» **Description of the task**
Rescale lines from the one with "Flashcard Front: Where exactly is the green" up to and including the one with "427;280;449;360": reproduce every line, flashcard text included, with each bounding-box coordinate in the answers multiplied by 0.55 and rounded to the nearest whole number, halves rounded up. Leave the pictures out.

— START Data records —

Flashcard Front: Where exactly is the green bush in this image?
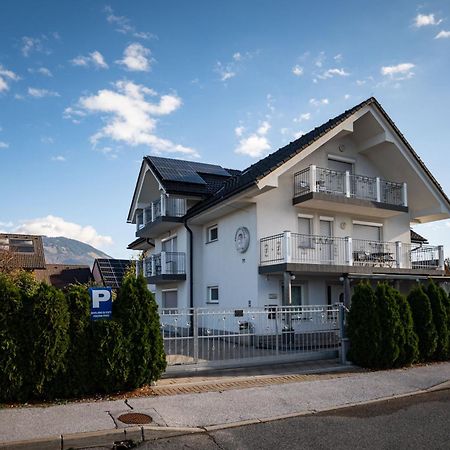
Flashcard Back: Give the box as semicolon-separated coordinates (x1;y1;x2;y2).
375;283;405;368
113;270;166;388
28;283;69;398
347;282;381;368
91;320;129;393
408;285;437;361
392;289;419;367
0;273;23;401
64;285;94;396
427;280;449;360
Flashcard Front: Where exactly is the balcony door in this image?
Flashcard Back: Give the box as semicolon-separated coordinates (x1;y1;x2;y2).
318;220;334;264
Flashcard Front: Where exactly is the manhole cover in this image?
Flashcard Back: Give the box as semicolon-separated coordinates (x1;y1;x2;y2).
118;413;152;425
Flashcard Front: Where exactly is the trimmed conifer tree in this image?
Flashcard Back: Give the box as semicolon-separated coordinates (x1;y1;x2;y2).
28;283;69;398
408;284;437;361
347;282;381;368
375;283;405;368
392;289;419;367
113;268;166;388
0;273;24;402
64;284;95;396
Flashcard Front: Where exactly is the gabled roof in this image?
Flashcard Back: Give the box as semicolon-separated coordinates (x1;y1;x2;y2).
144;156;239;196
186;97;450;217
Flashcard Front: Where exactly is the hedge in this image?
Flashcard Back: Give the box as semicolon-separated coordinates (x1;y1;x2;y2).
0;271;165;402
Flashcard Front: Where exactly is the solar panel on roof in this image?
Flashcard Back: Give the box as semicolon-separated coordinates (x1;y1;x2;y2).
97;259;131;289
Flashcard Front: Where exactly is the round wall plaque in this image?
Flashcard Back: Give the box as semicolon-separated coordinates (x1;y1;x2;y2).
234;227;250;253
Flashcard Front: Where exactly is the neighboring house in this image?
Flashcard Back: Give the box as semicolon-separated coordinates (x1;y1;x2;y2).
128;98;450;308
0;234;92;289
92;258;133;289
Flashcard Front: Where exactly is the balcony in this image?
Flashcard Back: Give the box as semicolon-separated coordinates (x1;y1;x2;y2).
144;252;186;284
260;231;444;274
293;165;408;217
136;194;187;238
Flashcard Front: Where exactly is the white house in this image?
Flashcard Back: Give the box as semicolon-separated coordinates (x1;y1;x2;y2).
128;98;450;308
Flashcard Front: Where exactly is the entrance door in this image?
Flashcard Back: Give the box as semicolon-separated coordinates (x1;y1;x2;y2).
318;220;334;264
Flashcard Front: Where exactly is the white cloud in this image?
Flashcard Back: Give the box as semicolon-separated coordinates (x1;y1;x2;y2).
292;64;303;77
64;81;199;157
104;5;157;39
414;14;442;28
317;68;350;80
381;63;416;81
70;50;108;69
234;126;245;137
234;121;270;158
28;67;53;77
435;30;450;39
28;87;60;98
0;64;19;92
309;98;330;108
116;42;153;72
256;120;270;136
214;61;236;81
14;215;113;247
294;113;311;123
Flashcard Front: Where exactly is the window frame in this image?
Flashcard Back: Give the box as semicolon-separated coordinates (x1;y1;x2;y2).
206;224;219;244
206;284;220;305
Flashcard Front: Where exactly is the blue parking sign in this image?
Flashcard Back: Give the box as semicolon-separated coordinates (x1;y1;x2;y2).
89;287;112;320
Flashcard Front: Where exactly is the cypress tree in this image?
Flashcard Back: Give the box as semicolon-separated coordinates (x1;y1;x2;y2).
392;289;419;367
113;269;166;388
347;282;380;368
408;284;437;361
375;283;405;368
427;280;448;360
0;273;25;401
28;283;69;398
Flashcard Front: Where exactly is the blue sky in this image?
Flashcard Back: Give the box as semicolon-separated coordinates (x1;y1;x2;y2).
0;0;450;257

— END Data records —
— START Data records —

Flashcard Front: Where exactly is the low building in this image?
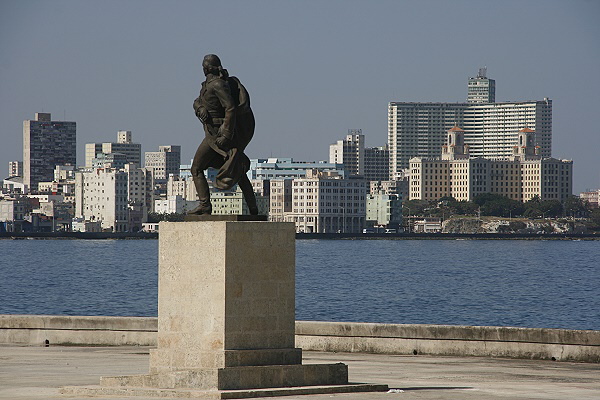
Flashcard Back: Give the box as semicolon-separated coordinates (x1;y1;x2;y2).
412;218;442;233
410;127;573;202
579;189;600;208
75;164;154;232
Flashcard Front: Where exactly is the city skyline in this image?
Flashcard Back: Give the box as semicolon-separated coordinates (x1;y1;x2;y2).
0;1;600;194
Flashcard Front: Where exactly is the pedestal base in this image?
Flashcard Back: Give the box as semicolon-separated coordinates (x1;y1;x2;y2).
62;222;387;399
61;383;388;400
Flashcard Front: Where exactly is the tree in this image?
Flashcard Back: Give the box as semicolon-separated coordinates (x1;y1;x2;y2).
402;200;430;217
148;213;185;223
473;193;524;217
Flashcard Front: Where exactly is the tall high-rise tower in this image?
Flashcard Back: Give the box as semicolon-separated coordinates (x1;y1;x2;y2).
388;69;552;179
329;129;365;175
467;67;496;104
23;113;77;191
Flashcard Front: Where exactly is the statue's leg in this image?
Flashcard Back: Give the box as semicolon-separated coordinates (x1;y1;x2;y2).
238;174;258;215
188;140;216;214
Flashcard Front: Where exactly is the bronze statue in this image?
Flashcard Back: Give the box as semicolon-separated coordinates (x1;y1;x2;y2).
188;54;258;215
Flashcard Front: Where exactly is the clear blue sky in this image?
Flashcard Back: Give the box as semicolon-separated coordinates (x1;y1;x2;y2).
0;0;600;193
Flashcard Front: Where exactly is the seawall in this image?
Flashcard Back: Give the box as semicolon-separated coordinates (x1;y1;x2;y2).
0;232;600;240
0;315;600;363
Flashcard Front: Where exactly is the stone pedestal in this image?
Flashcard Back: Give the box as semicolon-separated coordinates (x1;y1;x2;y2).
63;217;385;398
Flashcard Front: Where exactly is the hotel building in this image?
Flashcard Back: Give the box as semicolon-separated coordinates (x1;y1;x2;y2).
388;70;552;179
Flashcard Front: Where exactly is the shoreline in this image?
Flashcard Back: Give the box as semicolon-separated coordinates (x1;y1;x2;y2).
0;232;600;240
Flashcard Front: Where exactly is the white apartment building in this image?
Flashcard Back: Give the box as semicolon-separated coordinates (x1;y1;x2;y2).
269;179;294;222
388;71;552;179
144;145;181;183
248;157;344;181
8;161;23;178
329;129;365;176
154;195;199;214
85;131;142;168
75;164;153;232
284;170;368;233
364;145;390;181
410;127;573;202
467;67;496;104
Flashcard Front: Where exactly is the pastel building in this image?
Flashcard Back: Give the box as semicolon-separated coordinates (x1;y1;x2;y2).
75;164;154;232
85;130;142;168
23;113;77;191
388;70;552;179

— END Data records —

» **Answer to the problem**
Flashcard Front: Where exactly is the green bush in this image?
Flashcard Back: Give the box as semicolon-separated coordinates (x1;y1;x2;y2).
206;156;223;202
62;149;91;213
15;156;38;219
191;155;210;202
50;176;71;216
224;157;240;199
216;159;230;202
0;150;13;221
35;157;52;218
235;154;247;198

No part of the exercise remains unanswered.